◆ **Exercise description**: In the data below, copy out every line, requests included, starting with the line containing "any woman's headwear" and going on through the line containing "[492, 83, 562, 158]". Shift each bounding-box coordinate in the answers up by 28.

◆ **Listed records**:
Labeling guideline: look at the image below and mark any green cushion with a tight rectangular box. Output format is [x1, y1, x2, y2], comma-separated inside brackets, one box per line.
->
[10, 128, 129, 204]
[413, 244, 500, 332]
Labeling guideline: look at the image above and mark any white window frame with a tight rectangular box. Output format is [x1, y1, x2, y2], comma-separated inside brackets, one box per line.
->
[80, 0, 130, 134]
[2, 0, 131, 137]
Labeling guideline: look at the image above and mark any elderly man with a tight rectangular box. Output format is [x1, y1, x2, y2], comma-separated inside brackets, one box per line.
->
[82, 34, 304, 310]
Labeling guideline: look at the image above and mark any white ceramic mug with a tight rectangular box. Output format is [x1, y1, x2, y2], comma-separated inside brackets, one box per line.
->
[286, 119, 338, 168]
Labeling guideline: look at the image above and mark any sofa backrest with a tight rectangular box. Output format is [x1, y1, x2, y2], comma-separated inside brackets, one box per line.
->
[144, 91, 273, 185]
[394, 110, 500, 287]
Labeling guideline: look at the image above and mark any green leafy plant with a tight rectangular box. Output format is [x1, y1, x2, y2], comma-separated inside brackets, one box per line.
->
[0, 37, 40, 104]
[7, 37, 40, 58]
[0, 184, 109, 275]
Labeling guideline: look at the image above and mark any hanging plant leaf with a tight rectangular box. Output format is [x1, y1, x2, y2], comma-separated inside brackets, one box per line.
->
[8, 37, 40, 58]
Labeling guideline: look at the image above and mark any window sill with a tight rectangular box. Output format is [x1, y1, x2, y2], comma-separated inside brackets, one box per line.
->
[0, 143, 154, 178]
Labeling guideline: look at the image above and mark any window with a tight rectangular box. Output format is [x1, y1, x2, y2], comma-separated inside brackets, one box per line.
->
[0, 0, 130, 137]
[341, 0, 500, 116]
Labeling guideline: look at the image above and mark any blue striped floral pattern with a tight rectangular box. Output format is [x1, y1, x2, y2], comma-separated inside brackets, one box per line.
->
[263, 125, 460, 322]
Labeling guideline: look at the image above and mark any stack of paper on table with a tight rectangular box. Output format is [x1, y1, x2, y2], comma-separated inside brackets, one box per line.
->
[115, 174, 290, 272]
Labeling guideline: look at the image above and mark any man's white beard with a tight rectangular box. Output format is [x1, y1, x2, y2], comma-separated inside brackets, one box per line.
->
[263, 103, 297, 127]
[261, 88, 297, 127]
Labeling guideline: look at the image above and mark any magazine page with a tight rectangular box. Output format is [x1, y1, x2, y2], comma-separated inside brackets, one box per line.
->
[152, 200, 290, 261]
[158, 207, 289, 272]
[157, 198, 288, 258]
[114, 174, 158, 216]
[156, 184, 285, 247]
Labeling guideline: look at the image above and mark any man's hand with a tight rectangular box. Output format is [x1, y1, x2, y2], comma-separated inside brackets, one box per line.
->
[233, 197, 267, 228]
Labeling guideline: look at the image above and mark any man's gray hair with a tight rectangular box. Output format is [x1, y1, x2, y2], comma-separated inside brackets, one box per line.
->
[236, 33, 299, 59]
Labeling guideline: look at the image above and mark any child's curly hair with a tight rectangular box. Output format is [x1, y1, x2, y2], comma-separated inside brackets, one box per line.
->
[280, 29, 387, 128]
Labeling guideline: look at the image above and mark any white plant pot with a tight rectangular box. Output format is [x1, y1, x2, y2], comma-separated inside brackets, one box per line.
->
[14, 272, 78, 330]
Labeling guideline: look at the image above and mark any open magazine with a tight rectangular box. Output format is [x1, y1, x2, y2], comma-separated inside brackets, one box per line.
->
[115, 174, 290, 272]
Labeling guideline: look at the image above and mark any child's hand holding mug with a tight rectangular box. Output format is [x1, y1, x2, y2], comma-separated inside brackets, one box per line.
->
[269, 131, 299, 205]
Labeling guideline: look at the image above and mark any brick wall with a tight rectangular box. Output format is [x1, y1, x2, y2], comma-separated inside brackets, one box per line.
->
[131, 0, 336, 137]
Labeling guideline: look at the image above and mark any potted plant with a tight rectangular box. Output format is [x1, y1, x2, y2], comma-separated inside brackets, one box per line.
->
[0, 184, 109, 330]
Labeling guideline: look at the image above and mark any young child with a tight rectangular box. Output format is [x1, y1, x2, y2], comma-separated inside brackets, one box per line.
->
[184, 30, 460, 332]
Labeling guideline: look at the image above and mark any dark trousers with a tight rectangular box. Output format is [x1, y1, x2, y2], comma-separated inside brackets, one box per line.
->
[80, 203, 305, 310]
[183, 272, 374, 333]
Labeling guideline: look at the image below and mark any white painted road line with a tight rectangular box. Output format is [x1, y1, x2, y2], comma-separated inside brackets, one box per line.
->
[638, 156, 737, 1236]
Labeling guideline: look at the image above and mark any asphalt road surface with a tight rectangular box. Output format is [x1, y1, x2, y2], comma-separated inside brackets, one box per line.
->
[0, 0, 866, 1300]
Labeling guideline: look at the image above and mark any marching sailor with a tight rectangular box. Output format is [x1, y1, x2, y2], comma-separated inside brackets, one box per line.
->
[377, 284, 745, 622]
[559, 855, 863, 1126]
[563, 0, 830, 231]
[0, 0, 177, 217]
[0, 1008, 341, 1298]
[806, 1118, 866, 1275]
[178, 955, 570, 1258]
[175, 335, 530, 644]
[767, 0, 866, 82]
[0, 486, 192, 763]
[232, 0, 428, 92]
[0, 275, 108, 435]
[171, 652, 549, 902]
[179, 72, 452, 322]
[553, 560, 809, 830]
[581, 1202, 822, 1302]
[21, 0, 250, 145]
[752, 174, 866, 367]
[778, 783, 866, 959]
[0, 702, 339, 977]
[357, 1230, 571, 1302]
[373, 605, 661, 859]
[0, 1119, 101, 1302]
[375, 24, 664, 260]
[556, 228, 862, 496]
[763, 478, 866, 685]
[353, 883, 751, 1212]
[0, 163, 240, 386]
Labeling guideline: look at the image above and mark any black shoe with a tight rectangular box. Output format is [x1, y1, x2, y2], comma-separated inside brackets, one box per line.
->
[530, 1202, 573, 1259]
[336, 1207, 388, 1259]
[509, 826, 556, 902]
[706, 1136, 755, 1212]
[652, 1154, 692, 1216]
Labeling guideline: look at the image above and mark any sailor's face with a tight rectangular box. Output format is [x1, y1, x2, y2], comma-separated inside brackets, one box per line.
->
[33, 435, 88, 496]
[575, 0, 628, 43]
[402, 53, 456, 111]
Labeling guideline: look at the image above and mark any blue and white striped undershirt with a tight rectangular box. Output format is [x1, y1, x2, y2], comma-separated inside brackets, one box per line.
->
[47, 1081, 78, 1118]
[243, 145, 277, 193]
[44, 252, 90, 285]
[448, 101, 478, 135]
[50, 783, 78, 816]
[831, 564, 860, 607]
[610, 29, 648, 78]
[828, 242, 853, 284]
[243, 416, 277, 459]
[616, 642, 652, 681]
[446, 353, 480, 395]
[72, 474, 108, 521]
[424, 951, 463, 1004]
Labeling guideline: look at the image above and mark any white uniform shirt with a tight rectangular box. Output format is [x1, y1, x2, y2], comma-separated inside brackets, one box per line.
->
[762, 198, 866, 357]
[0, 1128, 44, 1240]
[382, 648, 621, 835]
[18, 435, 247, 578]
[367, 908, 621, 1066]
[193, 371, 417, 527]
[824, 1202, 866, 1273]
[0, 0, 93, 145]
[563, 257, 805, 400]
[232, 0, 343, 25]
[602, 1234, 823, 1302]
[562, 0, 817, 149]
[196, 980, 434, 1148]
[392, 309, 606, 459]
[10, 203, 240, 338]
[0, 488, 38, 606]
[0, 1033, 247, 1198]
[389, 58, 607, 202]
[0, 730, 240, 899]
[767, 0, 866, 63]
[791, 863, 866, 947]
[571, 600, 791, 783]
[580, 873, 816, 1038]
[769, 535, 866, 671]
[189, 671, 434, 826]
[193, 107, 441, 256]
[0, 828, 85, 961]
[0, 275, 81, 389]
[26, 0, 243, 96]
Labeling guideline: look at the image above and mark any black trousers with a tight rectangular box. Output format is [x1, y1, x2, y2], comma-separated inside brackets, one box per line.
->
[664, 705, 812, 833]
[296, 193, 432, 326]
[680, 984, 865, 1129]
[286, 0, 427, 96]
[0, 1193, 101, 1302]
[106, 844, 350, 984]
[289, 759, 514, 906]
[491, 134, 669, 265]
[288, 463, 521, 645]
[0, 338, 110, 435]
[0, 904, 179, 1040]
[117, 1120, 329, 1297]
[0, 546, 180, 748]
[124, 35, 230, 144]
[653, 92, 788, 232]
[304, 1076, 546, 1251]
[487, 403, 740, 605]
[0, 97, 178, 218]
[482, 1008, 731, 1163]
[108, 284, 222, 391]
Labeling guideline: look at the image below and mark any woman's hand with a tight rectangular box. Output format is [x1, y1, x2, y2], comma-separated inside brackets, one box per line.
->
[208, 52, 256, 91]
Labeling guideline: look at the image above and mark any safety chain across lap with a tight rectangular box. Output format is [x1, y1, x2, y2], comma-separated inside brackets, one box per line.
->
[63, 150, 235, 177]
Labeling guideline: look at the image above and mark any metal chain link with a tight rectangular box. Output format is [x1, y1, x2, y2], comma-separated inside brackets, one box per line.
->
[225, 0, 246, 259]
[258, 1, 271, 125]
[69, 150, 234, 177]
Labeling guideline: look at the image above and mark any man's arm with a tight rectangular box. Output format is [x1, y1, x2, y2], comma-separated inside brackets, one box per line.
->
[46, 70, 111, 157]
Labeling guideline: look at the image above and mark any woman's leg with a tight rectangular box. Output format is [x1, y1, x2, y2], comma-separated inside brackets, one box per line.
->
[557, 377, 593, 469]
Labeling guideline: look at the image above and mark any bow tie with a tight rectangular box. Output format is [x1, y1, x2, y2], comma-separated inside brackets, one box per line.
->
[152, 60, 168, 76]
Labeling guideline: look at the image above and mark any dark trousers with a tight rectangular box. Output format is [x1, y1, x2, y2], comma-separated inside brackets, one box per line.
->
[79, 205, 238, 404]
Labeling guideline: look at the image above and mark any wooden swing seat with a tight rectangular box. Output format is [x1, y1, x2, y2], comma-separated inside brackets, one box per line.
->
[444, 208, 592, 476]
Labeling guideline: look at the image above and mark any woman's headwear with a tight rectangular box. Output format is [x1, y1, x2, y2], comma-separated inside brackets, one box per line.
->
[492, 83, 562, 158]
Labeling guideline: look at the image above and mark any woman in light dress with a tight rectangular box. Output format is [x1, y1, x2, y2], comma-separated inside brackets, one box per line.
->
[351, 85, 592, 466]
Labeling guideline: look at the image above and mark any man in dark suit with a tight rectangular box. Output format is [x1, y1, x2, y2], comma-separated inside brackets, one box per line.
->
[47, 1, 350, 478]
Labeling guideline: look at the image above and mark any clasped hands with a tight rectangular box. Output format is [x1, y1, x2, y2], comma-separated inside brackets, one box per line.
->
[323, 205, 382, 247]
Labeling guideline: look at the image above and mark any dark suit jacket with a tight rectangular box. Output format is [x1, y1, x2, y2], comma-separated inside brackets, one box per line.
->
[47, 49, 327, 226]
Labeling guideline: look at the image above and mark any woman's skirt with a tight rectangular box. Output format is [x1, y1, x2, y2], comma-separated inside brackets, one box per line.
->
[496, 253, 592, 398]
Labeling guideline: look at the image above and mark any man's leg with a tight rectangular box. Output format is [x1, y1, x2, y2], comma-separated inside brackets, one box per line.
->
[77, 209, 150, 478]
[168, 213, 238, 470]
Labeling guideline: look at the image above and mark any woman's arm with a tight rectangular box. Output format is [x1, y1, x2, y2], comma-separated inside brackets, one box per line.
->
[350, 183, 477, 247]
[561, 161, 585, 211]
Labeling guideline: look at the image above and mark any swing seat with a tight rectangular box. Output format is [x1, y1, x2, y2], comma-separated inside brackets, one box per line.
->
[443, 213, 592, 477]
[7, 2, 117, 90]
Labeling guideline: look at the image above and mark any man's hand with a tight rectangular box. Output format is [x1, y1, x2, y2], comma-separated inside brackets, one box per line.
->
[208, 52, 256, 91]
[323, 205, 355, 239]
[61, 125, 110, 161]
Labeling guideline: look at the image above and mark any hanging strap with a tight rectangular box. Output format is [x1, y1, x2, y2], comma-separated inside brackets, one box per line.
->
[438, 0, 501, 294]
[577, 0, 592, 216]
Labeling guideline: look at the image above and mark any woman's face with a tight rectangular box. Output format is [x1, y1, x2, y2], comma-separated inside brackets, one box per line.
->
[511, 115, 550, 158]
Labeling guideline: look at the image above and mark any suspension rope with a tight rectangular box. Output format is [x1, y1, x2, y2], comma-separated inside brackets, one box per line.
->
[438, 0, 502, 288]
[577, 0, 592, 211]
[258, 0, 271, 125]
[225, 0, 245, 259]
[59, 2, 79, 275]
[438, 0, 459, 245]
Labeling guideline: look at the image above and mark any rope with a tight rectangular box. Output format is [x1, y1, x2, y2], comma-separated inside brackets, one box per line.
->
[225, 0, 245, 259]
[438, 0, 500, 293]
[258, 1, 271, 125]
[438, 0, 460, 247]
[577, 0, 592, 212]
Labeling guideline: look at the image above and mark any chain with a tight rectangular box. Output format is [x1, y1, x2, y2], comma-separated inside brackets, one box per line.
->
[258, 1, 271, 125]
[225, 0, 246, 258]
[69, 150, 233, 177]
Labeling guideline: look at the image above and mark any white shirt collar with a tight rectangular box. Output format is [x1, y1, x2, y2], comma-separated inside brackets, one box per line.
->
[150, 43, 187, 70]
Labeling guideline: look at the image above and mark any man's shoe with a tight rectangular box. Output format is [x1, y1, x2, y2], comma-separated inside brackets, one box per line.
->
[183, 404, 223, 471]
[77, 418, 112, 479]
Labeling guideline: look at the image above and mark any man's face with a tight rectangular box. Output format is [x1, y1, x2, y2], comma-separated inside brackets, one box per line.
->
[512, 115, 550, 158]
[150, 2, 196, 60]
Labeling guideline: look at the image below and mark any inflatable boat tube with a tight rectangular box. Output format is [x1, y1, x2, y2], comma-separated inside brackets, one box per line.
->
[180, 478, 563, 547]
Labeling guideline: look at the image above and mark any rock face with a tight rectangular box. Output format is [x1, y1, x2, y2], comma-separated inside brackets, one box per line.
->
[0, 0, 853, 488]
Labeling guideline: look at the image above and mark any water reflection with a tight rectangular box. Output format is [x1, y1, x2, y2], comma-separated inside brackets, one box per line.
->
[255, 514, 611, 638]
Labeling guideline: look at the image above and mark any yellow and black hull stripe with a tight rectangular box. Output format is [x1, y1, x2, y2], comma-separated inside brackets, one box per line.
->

◆ **Task response**:
Labeling guideline: look at the image above and mark any woman's headwear with a tight rectangular box. Output format is [x1, y1, x2, y2], comma-separated inside brackets, one box per line.
->
[520, 111, 590, 186]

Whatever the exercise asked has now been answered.